## Instructions for the task:
Every entry should be transcribed word for word, so that nothing is missing.

[Region pointing data]
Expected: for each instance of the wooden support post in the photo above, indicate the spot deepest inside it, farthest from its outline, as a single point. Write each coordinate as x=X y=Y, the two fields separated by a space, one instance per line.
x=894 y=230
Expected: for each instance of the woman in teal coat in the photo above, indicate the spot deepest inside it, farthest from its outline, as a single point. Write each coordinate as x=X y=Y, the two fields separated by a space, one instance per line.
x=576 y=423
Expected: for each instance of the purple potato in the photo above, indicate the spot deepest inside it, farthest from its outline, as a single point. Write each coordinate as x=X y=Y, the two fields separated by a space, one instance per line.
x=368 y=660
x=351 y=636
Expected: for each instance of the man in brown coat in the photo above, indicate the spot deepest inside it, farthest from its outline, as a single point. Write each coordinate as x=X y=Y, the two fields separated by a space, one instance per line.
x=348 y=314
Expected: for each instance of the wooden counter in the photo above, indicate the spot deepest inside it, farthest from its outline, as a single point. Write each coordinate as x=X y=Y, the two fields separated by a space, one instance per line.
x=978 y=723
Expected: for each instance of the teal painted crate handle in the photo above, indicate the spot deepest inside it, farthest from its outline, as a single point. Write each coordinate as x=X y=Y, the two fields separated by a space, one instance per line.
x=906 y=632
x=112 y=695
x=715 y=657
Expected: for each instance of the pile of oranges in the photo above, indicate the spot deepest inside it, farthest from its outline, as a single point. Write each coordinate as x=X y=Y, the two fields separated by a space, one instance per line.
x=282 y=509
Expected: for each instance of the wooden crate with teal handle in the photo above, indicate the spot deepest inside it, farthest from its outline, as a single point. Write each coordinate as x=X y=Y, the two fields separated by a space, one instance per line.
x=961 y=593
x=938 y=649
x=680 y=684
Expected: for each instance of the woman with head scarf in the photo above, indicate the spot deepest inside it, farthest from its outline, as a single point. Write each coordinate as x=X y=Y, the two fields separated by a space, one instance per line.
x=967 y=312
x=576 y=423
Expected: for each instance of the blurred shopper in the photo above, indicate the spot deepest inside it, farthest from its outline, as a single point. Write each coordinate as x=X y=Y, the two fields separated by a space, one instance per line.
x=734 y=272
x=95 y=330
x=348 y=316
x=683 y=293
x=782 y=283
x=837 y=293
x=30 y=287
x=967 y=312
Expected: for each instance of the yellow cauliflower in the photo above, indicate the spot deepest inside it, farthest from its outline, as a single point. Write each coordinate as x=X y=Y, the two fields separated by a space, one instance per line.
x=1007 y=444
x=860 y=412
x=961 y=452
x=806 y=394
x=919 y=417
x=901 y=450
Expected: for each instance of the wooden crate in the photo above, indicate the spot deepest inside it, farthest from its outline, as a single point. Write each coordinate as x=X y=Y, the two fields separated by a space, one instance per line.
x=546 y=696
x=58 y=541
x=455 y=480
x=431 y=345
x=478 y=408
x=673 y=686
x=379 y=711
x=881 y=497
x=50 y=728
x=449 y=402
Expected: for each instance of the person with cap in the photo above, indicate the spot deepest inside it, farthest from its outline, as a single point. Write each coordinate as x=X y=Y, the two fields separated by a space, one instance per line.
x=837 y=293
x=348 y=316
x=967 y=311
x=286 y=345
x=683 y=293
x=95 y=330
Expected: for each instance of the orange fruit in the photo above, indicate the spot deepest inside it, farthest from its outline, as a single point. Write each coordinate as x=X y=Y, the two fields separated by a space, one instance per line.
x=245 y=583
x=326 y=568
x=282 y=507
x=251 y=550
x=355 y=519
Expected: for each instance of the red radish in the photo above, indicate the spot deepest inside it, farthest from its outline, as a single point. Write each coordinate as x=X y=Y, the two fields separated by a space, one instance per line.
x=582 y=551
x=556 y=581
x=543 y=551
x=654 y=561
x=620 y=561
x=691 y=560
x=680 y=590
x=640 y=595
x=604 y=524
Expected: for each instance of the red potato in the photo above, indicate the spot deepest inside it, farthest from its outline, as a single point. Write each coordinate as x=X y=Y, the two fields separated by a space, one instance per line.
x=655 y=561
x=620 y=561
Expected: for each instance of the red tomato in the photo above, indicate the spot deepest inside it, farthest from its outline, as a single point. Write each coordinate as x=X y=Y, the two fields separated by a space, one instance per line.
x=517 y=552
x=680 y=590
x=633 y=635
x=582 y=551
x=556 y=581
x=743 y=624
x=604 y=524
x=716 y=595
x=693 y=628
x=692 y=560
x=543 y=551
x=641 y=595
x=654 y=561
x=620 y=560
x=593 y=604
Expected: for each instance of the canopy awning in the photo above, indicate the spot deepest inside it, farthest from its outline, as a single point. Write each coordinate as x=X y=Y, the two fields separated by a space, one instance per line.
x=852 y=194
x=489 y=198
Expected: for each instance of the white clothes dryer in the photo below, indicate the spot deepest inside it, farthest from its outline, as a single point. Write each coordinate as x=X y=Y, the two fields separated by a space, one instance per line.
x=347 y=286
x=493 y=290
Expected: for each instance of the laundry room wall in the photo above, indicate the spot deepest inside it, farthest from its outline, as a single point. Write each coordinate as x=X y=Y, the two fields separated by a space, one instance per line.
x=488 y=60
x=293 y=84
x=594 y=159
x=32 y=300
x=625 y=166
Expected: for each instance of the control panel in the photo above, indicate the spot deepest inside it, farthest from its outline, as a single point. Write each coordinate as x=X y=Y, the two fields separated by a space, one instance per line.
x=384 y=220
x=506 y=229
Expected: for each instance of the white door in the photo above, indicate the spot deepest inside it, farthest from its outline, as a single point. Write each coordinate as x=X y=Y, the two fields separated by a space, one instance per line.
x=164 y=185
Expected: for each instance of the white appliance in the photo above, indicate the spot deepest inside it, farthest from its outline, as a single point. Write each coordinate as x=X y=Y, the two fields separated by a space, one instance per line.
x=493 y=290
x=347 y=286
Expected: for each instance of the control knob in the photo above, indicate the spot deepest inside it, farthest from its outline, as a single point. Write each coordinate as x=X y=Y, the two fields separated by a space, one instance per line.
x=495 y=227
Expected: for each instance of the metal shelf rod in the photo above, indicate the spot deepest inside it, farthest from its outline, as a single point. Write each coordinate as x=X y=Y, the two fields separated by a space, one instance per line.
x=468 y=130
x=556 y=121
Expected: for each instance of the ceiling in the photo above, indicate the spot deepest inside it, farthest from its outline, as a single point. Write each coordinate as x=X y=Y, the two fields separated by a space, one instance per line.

## Result of the task:
Expected: for each instance of the wooden support post in the photo above, indicate the spot deepest inside it, farthest from its outline, as a single point. Write each coordinate as x=X y=Y, the two fields separated by a space, one instance per line.
x=894 y=230
Expected: for each instance of the woman in teal coat in the photo above, indicate the spot deepest inside it, farthest from its outline, as a single point. Write each coordinate as x=X y=Y, the two fields separated by a space, one instance per line.
x=576 y=423
Expected: for each instance of the purple potato in the photo above, indicate the spot deepest inside it, farthest from its outline, as a single point. Write each coordinate as x=X y=Y, the two fields separated by a space, one instance per line.
x=368 y=660
x=351 y=636
Expected: for each instance of the man in brown coat in the photo above, indicate the spot deepest inside it, farthest from its outline, as a single point. Write each coordinate as x=X y=Y, the two fields separated by a space, one instance per line.
x=348 y=314
Expected: for each instance of the wooden counter in the photo above, indicate the spot deepest inside it, farthest from its outline, as a single point. Write each coordinate as x=X y=Y, the two fields separated by a space, one instance per line.
x=978 y=723
Expected: for each instance of the teal painted crate handle in the photo above, indicate the spot deepest inside it, farthest from its outline, as a single point. Write each coordinate as x=X y=Y, the two fields separated by a space, one instance per line.
x=906 y=632
x=112 y=695
x=715 y=657
Expected: for each instance of the pile of oranges in the photo above, indicate the spot deepest inside it, farthest from its outline, as a single point. Write each coordinate as x=X y=Y, the two fields separated by a space, one instance per line.
x=282 y=509
Expected: for each instance of the wooden crate with teal handle in the photo above, indicate the spot deepest inside it, farthest from its outline, as a single point. Write each coordinate as x=X y=Y, the two fields separated by a space, one instance per line.
x=961 y=593
x=938 y=649
x=680 y=684
Expected: for each instance of the woman with head scarf in the photo above, indicate the spot deepest inside it, farthest from its outline, as a single point. Write each coordinate as x=X y=Y, the two fields separated by a space, one instance per line.
x=967 y=312
x=576 y=423
Expected: for each instance of the blurred shopper in the photo above, indicate the spot deepest inside it, farthest from its outline, as a single point. Write each coordinate as x=X y=Y, the two fields separated by a space, one instance per line.
x=734 y=272
x=95 y=330
x=348 y=316
x=683 y=293
x=782 y=283
x=837 y=293
x=30 y=287
x=967 y=312
Expected: for each instance of the yellow cauliflower in the photo above, indicate the spot deepest inside it, farthest from its outline, as a single point. Write each coordinate as x=X y=Y, the two fields separated by a space, one instance per line.
x=1007 y=444
x=860 y=412
x=961 y=452
x=806 y=394
x=919 y=417
x=901 y=450
Expected: for each instance of the wooden crate in the photo above, indicate the spot deepest inside it, farthest from its outline, as a single point. Write each coordinate as x=X y=Y, the two fields separated by a space, one instance per line.
x=546 y=696
x=58 y=541
x=455 y=480
x=431 y=345
x=478 y=408
x=673 y=686
x=379 y=711
x=881 y=497
x=50 y=728
x=449 y=402
Expected: for each instance of the person with cap in the photo above, indicate the spot deepest inside it, farthest from its outline, as a single point. Write each coordinate as x=X y=Y, the two fields separated by a space, one instance per line.
x=837 y=293
x=348 y=316
x=967 y=311
x=286 y=345
x=683 y=293
x=95 y=330
Expected: for each instance of the orange fruit in the photo above, indicate the spot deepest inside it, farthest from its outline, as a single point. Write each coordinate as x=X y=Y, the two fields separated by a space, one instance per line.
x=245 y=583
x=326 y=568
x=282 y=507
x=251 y=550
x=355 y=519
Expected: for each instance of the red radish in the photo above, indicate the spot deepest inside it, farthest from its outline, as a single point. Write each coordinate as x=X y=Y, the two fields separated by a space, one instance per line.
x=582 y=551
x=556 y=581
x=543 y=551
x=654 y=561
x=620 y=561
x=691 y=560
x=680 y=590
x=640 y=595
x=604 y=524
Expected: for each instance of the red potato in the photo above, indicate the spot deepest inside it, farthest from its outline, as a single point. Write each coordinate as x=X y=Y, the two fields separated by a space, one instance per line.
x=655 y=561
x=620 y=561
Expected: for each instance of the red tomato in the photo above, indicate the spot deepest inside it, farthest from its outline, as a single point. Write each coordinate as x=X y=Y, the two fields separated by a space, one instance per line.
x=517 y=552
x=680 y=590
x=633 y=635
x=582 y=551
x=556 y=581
x=743 y=624
x=604 y=524
x=716 y=595
x=693 y=628
x=692 y=560
x=543 y=551
x=641 y=595
x=654 y=561
x=620 y=560
x=593 y=604
Expected: for each instance of the canopy awning in the photo above, indicate the spot deepest inside it, farthest from its outline, as a single point. Write each coordinate as x=X y=Y, the two fields separated by a space, one instance per line.
x=852 y=194
x=489 y=198
Expected: for each instance of the white clothes dryer in the photo below, indicate the spot deepest inside it, farthest from its outline, as a single point. Write each coordinate as x=X y=Y, the two fields separated by a space, one instance per line.
x=347 y=286
x=493 y=290
Expected: for each instance of the laundry room wall in the photo above, indicate the spot deepest inside it, farthest from its outline, as a single point. Write each coordinate as x=X y=Y, the two fields separated by a space, one instance per line.
x=488 y=60
x=293 y=84
x=594 y=159
x=32 y=300
x=625 y=166
Expected: for each instance of the control panel in the photo above, indicate the spot deepest inside it, farthest from its outline, as a single point. Write each coordinate as x=X y=Y, the two fields separated by a space, one instance per line.
x=384 y=220
x=506 y=229
Expected: for each instance of the white door in the photo above, indicate the spot deepest inside it, farthest from its outline, as a single point. Write each coordinate as x=X y=Y, the two fields separated by a space, one instance per line.
x=164 y=185
Expected: for each instance of the white appliance in the photo above, indicate the spot deepest inside it, farthest from its outline, as a single point. Write each coordinate as x=X y=Y, the two fields separated by a space, one instance per line.
x=493 y=290
x=347 y=286
Expected: for each instance of the control knob in the photo above, indicate the spot deepest inside it, farthest from its outline, as a single point. Write each coordinate as x=X y=Y, the two fields separated by a space, one instance per line.
x=495 y=227
Expected: for each instance of the metal shelf rod in the photo above, indicate the spot deepest inside it, farthest from its outline, as a single point. Write each coordinate as x=X y=Y, the two fields separated by a space, one instance per line.
x=468 y=130
x=556 y=121
Expected: for each instance of the ceiling in the photo above, indicate the spot deepest inside it, farthest from its outline, as a single point. Write each coordinate as x=X y=Y, the two fields separated by a space, one instance per line.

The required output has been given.